What this task involves
Can you copy, word for word, the material from the line with "target = tree trunk" up to and including the line with "column 287, row 196"?

Entries shown
- - -

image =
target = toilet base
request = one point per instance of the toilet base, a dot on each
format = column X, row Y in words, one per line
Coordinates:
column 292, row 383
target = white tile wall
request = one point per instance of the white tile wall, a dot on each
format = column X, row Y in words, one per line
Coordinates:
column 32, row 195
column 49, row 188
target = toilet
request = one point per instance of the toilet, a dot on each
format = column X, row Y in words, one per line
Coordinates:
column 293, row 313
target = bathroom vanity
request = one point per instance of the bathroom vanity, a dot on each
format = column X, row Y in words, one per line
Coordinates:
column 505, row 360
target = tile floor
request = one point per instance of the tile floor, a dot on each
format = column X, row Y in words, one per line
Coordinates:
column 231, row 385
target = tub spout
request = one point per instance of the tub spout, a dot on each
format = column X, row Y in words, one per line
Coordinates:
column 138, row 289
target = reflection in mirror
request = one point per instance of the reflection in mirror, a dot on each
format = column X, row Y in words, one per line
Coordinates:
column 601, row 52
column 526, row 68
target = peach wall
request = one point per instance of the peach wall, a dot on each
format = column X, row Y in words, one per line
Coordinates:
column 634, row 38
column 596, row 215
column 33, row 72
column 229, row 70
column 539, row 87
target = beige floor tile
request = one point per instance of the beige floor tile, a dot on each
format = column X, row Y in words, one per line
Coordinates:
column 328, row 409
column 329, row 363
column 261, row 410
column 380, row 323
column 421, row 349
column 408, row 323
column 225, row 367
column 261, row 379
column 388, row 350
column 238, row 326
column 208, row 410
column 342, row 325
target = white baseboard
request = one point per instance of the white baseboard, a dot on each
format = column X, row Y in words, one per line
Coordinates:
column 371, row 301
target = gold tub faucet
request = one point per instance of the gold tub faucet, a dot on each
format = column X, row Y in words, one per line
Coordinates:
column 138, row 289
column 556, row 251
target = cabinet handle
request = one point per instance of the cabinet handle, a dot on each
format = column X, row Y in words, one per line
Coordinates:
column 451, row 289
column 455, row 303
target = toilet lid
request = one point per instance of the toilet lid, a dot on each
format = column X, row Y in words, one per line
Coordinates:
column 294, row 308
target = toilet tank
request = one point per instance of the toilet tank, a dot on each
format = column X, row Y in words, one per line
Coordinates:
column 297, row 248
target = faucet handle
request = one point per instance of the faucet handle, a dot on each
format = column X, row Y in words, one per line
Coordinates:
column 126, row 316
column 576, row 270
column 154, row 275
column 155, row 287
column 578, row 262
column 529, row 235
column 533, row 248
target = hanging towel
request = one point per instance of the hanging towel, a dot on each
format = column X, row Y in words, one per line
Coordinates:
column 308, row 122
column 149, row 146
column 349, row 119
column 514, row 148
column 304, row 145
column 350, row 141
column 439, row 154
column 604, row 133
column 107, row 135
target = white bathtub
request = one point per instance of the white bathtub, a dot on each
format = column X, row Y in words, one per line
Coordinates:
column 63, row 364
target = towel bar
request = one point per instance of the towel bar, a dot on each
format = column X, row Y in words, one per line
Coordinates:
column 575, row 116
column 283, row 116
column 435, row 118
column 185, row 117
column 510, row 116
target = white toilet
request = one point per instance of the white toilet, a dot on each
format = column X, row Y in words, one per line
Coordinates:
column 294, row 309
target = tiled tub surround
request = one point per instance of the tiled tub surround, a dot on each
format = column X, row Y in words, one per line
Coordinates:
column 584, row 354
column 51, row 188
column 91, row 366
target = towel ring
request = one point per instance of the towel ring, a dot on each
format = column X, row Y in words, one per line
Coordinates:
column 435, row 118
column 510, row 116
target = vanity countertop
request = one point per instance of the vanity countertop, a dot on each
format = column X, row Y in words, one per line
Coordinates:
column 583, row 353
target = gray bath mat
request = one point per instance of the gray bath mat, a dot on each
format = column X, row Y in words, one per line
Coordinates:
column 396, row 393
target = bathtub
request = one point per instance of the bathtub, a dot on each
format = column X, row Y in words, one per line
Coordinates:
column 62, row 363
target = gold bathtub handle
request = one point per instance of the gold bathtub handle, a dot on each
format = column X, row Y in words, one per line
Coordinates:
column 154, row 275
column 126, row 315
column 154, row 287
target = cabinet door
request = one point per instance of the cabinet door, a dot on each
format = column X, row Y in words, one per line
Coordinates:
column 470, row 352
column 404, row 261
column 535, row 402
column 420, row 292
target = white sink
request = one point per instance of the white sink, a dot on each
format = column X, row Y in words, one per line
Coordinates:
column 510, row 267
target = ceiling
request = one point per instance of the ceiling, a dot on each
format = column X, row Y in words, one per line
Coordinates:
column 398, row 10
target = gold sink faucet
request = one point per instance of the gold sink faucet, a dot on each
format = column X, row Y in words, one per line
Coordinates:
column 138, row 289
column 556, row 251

- - -

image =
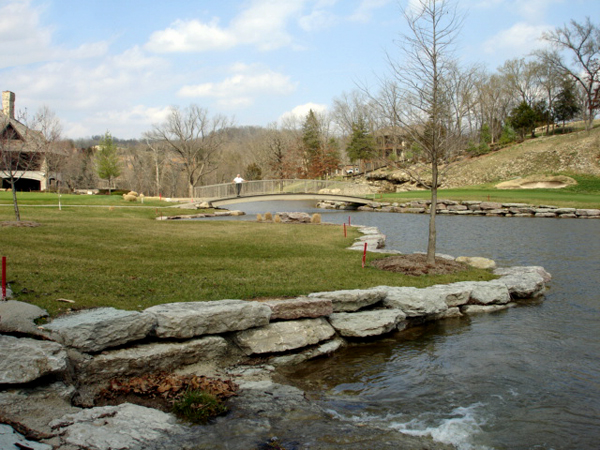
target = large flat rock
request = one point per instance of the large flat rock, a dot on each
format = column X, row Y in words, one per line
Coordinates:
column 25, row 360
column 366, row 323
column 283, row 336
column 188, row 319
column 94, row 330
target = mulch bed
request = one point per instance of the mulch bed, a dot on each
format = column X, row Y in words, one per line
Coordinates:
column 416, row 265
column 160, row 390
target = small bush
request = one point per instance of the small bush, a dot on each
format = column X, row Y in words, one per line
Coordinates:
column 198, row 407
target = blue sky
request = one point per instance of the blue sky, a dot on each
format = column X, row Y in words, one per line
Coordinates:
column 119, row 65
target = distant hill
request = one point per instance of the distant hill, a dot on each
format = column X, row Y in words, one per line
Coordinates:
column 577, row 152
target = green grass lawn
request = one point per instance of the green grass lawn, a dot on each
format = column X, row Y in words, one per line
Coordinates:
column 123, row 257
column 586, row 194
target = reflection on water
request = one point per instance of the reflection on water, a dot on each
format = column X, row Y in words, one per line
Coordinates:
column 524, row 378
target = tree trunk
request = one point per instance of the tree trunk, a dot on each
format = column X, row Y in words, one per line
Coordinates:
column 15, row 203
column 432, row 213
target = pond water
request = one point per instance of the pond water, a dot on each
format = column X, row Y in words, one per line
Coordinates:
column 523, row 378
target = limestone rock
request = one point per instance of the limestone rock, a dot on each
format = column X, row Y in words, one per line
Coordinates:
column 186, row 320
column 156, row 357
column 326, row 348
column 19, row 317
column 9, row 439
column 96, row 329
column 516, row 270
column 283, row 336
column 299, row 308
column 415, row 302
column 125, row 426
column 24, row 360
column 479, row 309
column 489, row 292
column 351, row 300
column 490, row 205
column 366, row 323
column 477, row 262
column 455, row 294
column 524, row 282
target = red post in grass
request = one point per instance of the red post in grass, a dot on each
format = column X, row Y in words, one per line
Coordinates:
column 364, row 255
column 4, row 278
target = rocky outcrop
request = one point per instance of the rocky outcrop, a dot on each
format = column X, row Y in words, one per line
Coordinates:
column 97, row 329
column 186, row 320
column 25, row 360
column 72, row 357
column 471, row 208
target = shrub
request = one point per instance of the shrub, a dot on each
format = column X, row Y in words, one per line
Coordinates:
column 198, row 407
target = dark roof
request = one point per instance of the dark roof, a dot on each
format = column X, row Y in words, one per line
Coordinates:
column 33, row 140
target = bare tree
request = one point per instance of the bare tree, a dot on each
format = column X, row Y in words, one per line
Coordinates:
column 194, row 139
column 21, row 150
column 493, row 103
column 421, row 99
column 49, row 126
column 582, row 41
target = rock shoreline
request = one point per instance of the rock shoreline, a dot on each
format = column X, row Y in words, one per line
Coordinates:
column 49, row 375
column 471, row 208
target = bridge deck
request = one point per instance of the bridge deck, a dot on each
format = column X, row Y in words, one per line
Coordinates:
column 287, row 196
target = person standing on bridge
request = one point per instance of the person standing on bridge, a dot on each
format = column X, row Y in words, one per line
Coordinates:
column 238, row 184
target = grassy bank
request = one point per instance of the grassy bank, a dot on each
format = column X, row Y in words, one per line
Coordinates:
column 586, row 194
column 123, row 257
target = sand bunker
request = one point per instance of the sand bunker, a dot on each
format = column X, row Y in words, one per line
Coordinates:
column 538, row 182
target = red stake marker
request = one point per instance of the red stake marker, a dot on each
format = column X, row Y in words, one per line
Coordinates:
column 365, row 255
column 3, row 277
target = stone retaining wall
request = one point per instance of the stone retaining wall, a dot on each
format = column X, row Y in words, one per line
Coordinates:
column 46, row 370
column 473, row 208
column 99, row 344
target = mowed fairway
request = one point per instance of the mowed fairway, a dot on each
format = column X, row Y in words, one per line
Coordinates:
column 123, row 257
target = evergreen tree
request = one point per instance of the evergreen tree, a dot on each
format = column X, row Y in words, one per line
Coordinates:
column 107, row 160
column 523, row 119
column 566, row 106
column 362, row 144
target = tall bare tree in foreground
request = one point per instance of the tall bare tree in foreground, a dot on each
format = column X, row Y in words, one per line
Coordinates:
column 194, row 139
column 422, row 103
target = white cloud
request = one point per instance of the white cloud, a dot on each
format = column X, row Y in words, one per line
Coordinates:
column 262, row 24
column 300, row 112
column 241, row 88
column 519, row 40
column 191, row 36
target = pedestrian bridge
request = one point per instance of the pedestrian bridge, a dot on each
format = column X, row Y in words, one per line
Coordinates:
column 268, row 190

- - -

Complete response
target = tree trunk
request = one point per instance of the tree trunk, a dot on each
format = column X, row Y in words, one per line
Coordinates:
column 15, row 203
column 432, row 213
target = pond water
request = one point per instance of the pond water, a dot on each
format = column X, row Y in words, one per line
Coordinates:
column 523, row 378
target = limestone rock
request = one point per instance of the limestone rock, a dot on each
format = column X, row Y in words, one per line
Coordinates:
column 186, row 320
column 156, row 357
column 326, row 348
column 19, row 317
column 9, row 439
column 96, row 329
column 516, row 270
column 283, row 336
column 299, row 308
column 415, row 302
column 125, row 426
column 24, row 360
column 479, row 309
column 489, row 292
column 351, row 300
column 490, row 205
column 366, row 323
column 477, row 262
column 455, row 294
column 524, row 282
target = red post in grass
request = one point per instance of the red post in grass, a dot on each
format = column X, row Y in words, one per line
Coordinates:
column 364, row 255
column 4, row 278
target = rocky outcrop
request = one point per instance of the rocky outcrop, a dot on each
format = column X, row Y in words, one per line
Coordinates:
column 97, row 329
column 186, row 320
column 25, row 360
column 72, row 357
column 471, row 208
target = shrub
request = one point per instance of the shrub, a dot on each
format = column X, row Y in words, one per line
Coordinates:
column 198, row 407
target = dark roof
request = one point per instance of the dark roof, a dot on each
format = column X, row Y in words, one per line
Coordinates:
column 33, row 140
target = bare tree
request = one point per instance of the bare tree, a dot on each
format = column X, row Y in words, one per line
Coordinates:
column 194, row 139
column 21, row 150
column 493, row 103
column 421, row 99
column 49, row 126
column 582, row 41
target = rock shoreline
request = one point per instance of the rock shoreline, a dot on each
format = column X, row Y in words, one per line
Coordinates:
column 49, row 375
column 471, row 208
target = bridge deck
request = one point per instance of the bridge deck, a dot on each
format = column X, row Y in words, one per line
Coordinates:
column 287, row 196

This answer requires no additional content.